[[ Selected excerpt open ]]

India's ETF Market Just Broke All Records — The One Precious Metal Driving the Frenzy
India’s exchange-traded fund market has just had its most explosive year on record, and at the center of this financial revolution is a single precious metal that most investors ignored for decades — silver. While gold grabbed headlines and broke its own milestones, it was silver that truly rewrote India’s investment story in 2025 and into 2026, shattering every metric that market veterans had previously considered the ceiling.
A Market Transformed Beyond Recognition
To appreciate how remarkable this moment is, consider where India’s ETF market stood just five years ago. ETF trading turnover was a respectable ₹51,101 crore in FY20. By FY25, that figure had exploded to ₹3.83 lakh crore, with nearly 260 funds collectively managing close to ₹8.75 lakh crore in assets. That is not incremental growth — that is a structural transformation of how Indian investors think about building wealth.
The year 2025 was a watershed moment. The combined assets under management of gold and silver ETFs, which stood at a combined ₹57,000 crore at the start of the year, had doubled by September to cross ₹1 trillion. By December 2025, those combined AUM had crossed ₹2 trillion — a fourfold increase over the full year. Then, in just the next five months, they nearly tripled again to surpass ₹3 lakh crore by January 2026. These are not typos. This is the speed at which Indian investors redirected capital toward precious metal ETFs when the opportunity crystallized.
Gold’s Historic Run — The Setup for Something Bigger
Gold played a foundational role in this story and deserves its own recognition. Indian gold ETFs attracted net inflows of ₹430 billion (approximately $4.9 billion) throughout 2025, the highest ever recorded for any calendar year. This compares against $1.3 billion in 2024 and a mere $310 million in 2023 — making 2025 inflows more than three times the prior year. India ranked third globally in gold ETF inflows in 2025, after the United States and China, drawing $4.4 billion and accounting for 5% of global gold ETF flows.
December 2025 alone was extraordinary for gold. Net inflows hit ₹116 billion (approximately $1.29 billion) in that single month, marking the eighth consecutive month of net additions. Gold ETF folios grew 43% in just five months between August 2025 and January 2026, rising from 80.34 lakh to 1.14 crore individual accounts. The AUM of gold ETFs reached ₹1,279 billion by year-end, lifting India’s share of global gold ETF AUM from 1.9% in 2024 to 2.5%. Gold’s 60%-plus price surge in 2025 pulled millions of new retail investors into the ETF ecosystem for the first time.
In January 2026, gold ETF inflows doubled year-on-year to ₹24,040 crore — and for the first time in Indian market history, gold ETF inflows actually surpassed the net inflows collected by active equity mutual fund schemes in the same month. That single data point is arguably the most significant indicator of how profoundly investor behavior is shifting in India.

[[ Selected excerpt closed ]]

> **Task requirements**:
A - Quote word for word the passage of the article on India's ETF market that opens with the words containing "The year 2025" and closes with "the opportunity crystallized.".
B - According to the article on India's ETF market, where did India rank globally in gold ETF inflows in 2025?
C - Carry on the article on India's ETF market from its final sentence.

[[ Provided material open ]]

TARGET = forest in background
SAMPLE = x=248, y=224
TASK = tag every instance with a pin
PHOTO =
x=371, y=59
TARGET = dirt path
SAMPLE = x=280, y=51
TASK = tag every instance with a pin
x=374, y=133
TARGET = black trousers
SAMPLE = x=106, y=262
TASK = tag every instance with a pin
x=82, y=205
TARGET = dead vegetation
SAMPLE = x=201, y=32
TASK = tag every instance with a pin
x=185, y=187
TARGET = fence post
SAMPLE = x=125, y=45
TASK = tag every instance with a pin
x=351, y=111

[[ Provided material closed ]]
[[ Provided material open ]]

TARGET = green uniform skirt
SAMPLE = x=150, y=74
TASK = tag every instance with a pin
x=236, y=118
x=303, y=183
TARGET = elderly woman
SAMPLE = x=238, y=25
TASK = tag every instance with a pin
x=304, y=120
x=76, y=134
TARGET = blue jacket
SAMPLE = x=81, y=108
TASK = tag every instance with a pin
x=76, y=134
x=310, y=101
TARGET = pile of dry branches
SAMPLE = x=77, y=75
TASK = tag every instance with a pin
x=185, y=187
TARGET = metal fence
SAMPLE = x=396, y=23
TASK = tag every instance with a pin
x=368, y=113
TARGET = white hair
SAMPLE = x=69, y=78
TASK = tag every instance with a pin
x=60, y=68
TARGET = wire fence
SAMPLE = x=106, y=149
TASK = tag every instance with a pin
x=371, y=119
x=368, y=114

[[ Provided material closed ]]

> **Answers to the problems**:
A -
The year 2025 was a watershed moment. The combined assets under management of gold and silver ETFs, which stood at a combined ₹57,000 crore at the start of the year, had doubled by September to cross ₹1 trillion. By December 2025, those combined AUM had crossed ₹2 trillion — a fourfold increase over the full year. Then, in just the next five months, they nearly tripled again to surpass ₹3 lakh crore by January 2026. These are not typos. This is the speed at which Indian investors redirected capital toward precious metal ETFs when the opportunity crystallized.

B - Third, after the United States and China.

C -
Silver — The Metal That Rewrote Every Rulebook
If gold’s performance was remarkable, silver’s was historic in a category all its own. Silver prices in India delivered a staggering 148% gain across the full year of 2025. To put that in perspective, the metal rose from approximately ₹87,300 per kilogram at the start of 2025 to highs near ₹2,54,174 on MCX — a rally that analysts at Kedia Advisory described as one of the strongest since 1979. The momentum then continued into 2026, with silver gaining a further 20% in just the first weeks of the new year, and silver prices in India touched ₹4,00,000 per kilogram for the first time in early 2026.
Silver ETFs in India responded in kind. Total inflows into silver ETFs during 2025 reached ₹23,472 crore — nearly three times the ₹8,568 crore recorded in 2024. Silver ETF folios surged by an almost incomprehensible 323% between August 2025 and January 2026, rising from 11.31 lakh to 47.85 lakh individual investor accounts. No other asset category in Indian mutual funds added new investor accounts at anything close to this pace during the same period.
The folio growth number deserves special emphasis because folios represent real people — retail investors in tier-2 cities, salaried professionals, young first-time investors — who chose to enter the market specifically through silver ETFs. In January 2026 alone, silver ETFs added a net of 1.6 million new folios, outpacing even gold ETF folio additions of 1.2 million in the same month. Silver ETF inflows in January 2026 stood at nearly ₹9,500 crore, and individual fund performance reflected the frenzy — the Nippon India Silver ETF (SILVERBEES), now the largest in the category with an AUM of ₹44,491 crore as of March 2026, posted a one-year return of 212%.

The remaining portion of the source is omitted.